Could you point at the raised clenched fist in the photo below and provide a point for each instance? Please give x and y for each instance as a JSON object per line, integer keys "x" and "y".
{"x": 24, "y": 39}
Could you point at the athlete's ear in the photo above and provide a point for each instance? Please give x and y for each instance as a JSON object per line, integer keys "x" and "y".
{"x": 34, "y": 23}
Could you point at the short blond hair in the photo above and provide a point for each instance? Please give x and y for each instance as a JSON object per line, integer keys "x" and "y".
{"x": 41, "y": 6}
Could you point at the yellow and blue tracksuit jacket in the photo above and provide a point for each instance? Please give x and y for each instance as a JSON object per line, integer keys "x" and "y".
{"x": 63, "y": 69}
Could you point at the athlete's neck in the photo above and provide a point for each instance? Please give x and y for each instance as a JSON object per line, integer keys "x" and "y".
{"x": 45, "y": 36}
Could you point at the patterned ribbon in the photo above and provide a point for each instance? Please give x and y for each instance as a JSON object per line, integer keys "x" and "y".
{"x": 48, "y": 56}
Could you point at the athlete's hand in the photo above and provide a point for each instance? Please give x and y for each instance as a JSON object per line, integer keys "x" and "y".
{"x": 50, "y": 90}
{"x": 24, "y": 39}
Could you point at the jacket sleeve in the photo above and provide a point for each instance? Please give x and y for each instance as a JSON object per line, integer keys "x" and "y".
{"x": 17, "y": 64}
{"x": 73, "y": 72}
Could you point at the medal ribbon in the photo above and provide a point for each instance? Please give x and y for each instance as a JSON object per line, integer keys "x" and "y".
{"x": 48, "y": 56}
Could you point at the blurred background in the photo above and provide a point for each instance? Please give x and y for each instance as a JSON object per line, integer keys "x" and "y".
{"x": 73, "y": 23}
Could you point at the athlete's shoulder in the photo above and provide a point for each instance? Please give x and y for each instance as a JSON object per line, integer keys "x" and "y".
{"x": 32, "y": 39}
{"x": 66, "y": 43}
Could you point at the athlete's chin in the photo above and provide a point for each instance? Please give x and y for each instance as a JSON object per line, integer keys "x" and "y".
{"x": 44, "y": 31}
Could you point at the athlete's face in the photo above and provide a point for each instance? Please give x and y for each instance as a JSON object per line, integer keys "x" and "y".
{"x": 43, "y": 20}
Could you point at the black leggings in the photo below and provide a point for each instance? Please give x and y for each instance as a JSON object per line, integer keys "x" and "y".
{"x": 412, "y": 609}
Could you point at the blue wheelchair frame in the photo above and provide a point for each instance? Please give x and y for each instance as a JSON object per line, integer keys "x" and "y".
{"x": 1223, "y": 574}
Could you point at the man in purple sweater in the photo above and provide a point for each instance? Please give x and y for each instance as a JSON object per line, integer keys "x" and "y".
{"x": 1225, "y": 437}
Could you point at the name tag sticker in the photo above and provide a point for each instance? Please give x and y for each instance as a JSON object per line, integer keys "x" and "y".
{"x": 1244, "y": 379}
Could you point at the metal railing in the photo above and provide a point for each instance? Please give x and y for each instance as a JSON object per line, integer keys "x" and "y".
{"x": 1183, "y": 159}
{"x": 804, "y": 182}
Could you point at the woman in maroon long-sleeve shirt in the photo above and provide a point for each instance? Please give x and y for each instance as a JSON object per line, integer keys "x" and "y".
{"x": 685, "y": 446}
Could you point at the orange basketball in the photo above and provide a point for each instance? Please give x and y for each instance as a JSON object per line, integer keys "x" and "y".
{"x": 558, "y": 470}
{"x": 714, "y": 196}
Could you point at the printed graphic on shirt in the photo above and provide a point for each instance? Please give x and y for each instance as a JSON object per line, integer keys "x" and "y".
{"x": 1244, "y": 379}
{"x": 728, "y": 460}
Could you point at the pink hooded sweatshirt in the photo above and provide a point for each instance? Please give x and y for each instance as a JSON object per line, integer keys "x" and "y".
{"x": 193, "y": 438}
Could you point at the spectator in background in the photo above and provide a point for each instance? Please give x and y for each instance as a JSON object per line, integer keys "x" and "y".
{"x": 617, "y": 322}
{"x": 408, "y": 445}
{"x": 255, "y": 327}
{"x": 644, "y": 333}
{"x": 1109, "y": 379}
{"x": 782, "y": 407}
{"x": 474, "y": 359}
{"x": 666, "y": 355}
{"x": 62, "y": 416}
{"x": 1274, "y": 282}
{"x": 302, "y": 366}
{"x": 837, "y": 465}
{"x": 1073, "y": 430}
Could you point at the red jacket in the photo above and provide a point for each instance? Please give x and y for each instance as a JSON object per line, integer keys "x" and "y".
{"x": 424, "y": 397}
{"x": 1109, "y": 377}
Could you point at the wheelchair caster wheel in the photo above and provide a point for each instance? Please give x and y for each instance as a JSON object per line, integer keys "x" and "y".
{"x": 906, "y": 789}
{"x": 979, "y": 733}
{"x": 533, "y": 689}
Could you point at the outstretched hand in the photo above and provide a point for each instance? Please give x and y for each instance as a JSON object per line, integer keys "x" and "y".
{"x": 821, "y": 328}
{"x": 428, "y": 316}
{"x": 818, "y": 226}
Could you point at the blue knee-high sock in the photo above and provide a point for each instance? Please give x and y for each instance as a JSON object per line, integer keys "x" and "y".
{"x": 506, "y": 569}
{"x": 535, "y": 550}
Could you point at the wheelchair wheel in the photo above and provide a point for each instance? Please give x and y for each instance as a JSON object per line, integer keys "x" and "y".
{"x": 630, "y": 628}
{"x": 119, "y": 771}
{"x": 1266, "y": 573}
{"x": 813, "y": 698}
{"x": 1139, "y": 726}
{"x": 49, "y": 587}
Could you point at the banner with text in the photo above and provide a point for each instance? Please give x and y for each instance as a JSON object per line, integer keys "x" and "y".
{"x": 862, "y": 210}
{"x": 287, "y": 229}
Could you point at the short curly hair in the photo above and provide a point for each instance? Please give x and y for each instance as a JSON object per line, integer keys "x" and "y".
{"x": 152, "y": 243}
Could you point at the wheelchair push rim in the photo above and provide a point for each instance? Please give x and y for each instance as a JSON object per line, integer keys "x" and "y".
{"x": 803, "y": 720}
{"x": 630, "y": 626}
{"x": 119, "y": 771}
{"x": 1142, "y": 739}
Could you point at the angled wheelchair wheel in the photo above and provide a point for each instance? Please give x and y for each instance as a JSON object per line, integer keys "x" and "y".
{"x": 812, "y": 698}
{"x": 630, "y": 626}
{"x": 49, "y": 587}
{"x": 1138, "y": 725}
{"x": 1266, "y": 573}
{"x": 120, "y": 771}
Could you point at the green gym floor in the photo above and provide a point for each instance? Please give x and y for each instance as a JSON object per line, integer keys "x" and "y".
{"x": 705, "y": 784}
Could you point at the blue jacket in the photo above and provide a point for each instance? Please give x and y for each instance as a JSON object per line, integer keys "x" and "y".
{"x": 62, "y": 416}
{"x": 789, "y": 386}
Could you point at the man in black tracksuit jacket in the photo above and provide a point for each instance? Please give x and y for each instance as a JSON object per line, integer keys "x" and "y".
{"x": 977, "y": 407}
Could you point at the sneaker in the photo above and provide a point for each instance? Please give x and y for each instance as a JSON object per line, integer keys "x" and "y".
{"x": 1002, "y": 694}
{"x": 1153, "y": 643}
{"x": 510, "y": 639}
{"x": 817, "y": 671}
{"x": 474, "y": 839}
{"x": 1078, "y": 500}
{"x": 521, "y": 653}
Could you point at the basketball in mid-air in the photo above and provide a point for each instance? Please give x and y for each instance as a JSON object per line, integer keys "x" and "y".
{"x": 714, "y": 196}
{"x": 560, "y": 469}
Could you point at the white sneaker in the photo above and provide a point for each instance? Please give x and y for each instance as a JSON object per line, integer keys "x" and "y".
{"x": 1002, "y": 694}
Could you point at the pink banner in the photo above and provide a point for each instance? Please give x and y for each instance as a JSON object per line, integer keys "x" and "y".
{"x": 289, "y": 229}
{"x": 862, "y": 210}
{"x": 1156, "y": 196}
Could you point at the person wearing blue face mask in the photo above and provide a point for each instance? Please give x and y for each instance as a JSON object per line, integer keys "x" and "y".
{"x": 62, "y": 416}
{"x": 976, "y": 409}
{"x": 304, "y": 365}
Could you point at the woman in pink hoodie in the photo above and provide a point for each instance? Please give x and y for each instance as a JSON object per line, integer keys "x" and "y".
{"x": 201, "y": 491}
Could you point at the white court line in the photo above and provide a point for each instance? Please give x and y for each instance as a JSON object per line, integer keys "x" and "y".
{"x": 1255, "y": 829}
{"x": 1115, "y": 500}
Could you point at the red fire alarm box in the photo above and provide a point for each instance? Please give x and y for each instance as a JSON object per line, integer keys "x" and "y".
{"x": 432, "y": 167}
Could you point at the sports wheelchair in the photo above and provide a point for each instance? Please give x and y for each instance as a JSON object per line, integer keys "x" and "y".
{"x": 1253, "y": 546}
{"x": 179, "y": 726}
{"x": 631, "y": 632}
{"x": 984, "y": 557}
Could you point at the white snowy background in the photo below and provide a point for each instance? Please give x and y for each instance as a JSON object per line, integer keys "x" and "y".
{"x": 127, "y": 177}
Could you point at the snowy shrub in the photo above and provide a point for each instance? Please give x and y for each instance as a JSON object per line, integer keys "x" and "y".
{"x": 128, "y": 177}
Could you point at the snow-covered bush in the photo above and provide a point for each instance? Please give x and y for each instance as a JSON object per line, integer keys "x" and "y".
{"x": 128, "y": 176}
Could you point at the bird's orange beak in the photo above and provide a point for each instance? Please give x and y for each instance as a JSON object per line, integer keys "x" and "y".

...

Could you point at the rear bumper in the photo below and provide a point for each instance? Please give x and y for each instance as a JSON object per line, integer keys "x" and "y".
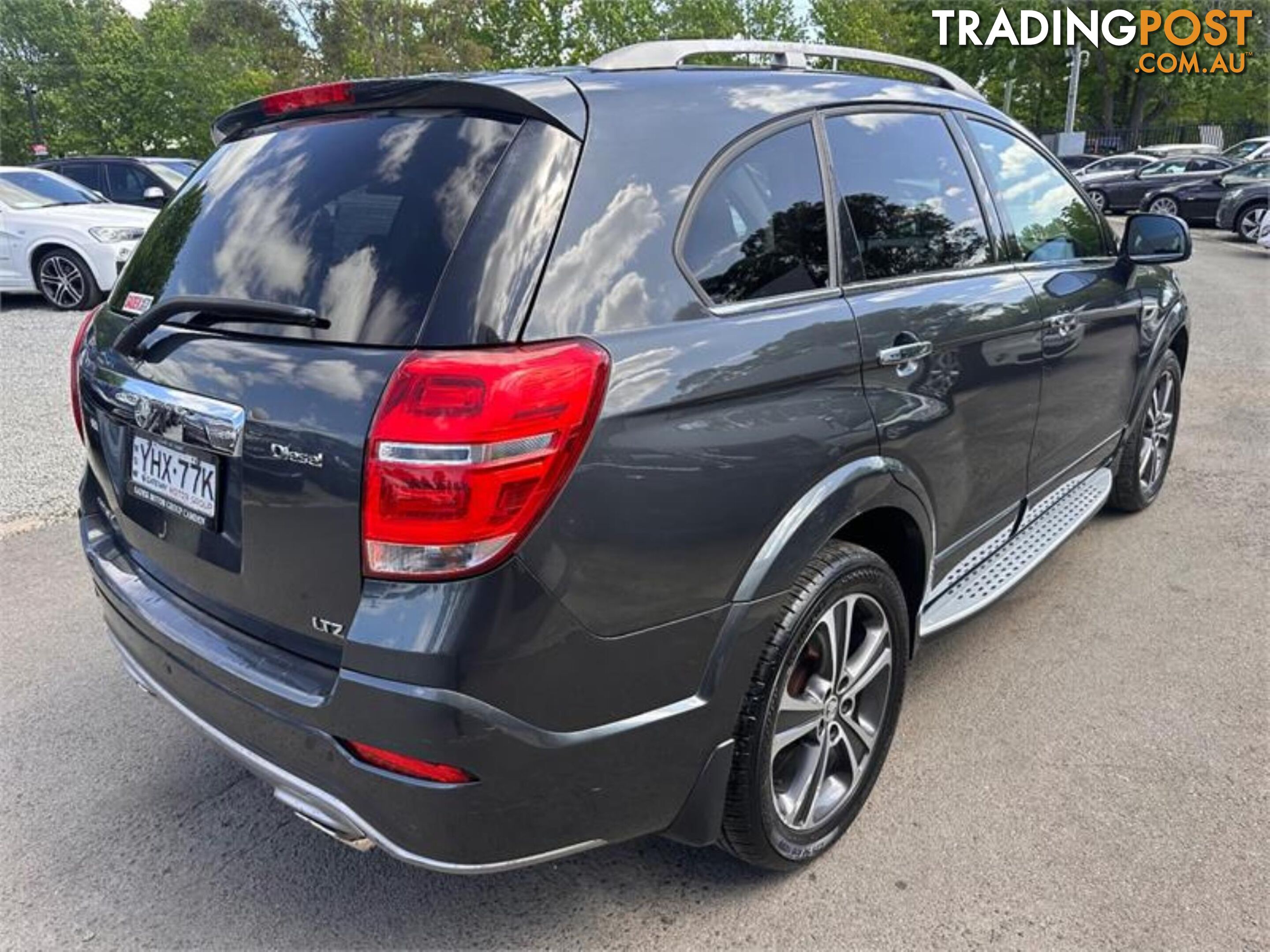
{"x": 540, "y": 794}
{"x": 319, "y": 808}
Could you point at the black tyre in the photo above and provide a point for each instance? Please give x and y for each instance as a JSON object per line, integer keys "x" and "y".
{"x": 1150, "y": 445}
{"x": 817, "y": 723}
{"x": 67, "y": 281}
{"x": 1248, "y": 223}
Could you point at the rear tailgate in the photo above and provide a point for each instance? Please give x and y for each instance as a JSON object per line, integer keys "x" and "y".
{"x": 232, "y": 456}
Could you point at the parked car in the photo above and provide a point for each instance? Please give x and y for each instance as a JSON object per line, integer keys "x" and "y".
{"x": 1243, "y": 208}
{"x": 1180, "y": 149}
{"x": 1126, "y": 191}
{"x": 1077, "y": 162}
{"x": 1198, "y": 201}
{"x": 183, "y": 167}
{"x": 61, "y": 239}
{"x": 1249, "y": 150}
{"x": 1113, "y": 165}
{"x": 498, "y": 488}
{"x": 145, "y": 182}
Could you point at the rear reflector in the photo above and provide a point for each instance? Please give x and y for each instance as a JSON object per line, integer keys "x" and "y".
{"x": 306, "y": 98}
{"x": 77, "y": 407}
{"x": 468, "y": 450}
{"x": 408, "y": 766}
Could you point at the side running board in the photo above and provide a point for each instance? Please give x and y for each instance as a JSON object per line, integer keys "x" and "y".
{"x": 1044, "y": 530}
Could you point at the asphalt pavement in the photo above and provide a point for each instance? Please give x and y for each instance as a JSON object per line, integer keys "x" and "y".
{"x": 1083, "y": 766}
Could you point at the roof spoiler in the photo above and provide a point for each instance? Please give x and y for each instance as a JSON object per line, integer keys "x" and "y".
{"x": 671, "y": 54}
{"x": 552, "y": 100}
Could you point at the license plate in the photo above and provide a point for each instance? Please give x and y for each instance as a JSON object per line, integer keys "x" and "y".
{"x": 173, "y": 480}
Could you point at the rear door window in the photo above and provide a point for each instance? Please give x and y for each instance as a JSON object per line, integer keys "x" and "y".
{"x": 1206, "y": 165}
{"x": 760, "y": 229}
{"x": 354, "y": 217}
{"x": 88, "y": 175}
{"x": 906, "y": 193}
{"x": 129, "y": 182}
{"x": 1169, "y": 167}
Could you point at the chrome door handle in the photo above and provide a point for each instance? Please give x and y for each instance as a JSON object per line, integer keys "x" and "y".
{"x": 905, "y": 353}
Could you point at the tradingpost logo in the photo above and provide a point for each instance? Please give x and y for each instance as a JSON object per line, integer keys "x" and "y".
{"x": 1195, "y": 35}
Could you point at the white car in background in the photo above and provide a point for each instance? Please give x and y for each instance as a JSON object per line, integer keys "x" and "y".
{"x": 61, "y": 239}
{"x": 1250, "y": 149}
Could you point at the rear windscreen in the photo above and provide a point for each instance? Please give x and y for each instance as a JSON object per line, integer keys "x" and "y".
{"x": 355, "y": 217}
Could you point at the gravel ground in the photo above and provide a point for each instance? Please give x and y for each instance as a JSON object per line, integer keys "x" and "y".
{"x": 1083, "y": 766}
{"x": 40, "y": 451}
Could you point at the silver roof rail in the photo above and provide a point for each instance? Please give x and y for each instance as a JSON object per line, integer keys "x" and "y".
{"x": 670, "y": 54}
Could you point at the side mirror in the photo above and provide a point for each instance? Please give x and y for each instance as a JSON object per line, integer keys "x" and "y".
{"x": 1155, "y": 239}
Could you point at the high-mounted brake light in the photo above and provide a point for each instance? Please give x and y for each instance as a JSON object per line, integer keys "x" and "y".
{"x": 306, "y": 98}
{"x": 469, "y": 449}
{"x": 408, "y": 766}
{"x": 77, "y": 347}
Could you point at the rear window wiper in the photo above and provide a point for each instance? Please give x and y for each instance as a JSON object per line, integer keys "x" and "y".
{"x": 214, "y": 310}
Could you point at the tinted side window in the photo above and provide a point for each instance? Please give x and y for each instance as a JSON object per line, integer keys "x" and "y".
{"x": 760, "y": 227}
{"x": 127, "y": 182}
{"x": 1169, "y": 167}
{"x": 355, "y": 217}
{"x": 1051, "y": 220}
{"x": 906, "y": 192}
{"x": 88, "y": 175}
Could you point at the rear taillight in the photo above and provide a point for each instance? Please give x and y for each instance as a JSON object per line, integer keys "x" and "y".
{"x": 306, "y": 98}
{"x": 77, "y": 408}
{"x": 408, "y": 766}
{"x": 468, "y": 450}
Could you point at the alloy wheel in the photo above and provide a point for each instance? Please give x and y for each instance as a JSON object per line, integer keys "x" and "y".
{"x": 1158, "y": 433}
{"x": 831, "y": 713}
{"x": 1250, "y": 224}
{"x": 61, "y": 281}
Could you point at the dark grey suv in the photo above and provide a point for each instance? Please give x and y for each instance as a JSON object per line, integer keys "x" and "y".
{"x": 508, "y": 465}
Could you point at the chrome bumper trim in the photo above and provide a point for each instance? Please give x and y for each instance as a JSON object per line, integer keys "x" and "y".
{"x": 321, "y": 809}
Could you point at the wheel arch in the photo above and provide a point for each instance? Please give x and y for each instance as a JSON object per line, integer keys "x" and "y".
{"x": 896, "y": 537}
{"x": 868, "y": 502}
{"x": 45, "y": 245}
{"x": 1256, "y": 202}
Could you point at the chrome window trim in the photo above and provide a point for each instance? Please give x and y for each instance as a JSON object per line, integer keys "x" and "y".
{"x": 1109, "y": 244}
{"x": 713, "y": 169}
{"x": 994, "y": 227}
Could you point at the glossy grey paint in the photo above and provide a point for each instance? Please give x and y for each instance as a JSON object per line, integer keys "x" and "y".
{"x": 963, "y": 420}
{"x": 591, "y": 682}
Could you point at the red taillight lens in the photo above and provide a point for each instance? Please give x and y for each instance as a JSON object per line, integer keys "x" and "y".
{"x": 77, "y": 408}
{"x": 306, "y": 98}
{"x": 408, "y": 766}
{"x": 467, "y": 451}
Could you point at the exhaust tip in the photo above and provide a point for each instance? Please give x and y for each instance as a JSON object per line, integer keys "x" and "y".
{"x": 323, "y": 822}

** WORK ORDER **
Above are the records. Print exactly, and only, the lines from the line with "Could you point at the snowy" to the line with "Could you point at the bird's", both inclusive.

** FINISHED EXERCISE **
Could you point at the snowy shrub in the photo above and provide a point for each instance? Please give x and y for each instance as a JSON object per line, integer keys "x" and "y".
{"x": 128, "y": 177}
Could you point at the snow-covered bush in the photo above and provide a point for each instance? Please give x and y for each instance as a JSON object per line, integer keys "x" and "y".
{"x": 128, "y": 176}
Could you point at the bird's orange beak in the photo above and provide a point for each instance? Please give x and y for each instance as a JSON object per line, integer keys "x" and "y".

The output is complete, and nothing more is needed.